/ 29 June 2018

Interdict adds extra fuel to Wentworth residents’ ire

The Engen refinery in South Durban has gone to court to stop residents from protesting there.
Toxic environment: Wentworth in south Durban is right next to the Engen oil refinery. Community organisations want it to be permanently closed. Photo: Delwyn Verasamy

Wentworth residents who have been banned from protesting outside Engen’s Durban refinery by the high court have vowed to continue with their fight to force the petroleum giant to give their community contracts and shares in the company.

On Monday, acting judge Burt Laing granted an interim interdict banning Frank Alexander, Melanie Haines, Allen Holmes, Terrence Oglen and Brandon Manique — all members of the South Durban Basin Community Development Trust — from holding unauthorised protests at the refinery.

The five, who are liaison officers with the organisation, were ordered not to threaten or intimidate Engen staff members, suppliers and subcontractors. They were also barred from preventing trucks from leaving and entering the Tara Road refinery.

They have also been prevented by the court from inciting others to protest at the refinery, which was hit by five days of violent demonstrations over the past two months by residents demanding “reparations’’ from Engen, whose refinery has been operating on their doorstep for 60 years.

The protests culminated in a march on June 6, after which residents submitted a memorandum demanding that Engen open a clinic and a training centre, extend contracts to involve local businesses and employ more locals.

Residents are concerned that they will be excluded from the process surrounding the proposed sale of the refinery by majority shareholder Petronas, which controls 74% of the company.

In court papers, the acting general manager of the Engen refinery, Ernest Reid, said the demonstrations had become increasingly violent, with stun grenades being fired by police called in to break up unauthorised protests. He said petrol tankers had been stoned, and that tyres had been burned on the refinery perimeter adjacent to fuel storage areas.

Alexander told the Mail & Guardian this week that his organisation had been unable to engage a lawyer to fight the interdict, as they were only served with a notice for the application by Engen on Thursday.

Data excerpt:

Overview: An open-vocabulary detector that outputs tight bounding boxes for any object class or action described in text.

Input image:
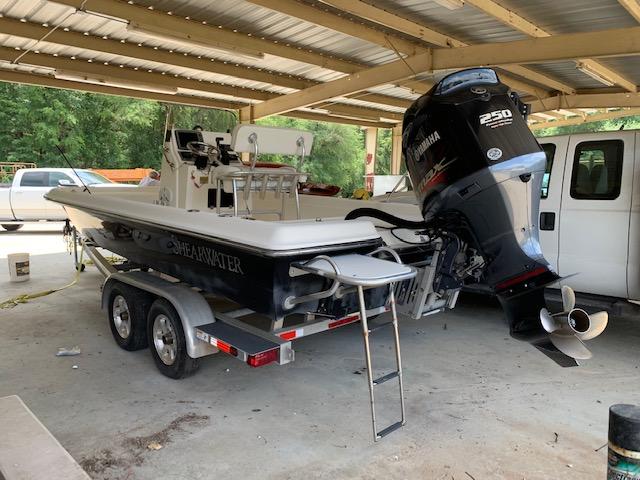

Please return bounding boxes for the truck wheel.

Task requirements:
A. In the article on the Engen refinery interdict, what percentage of the company does Petronas control?
B. List everyone whom the interim interdict in the Engen refinery article bans from holding unauthorized protests at the refinery.
The data that comes after the article has no connection to it.

Answers for the tasks:
A. 74%

B. Frank Alexander, Melanie Haines, Allen Holmes, Terrence Oglen, Brandon Manique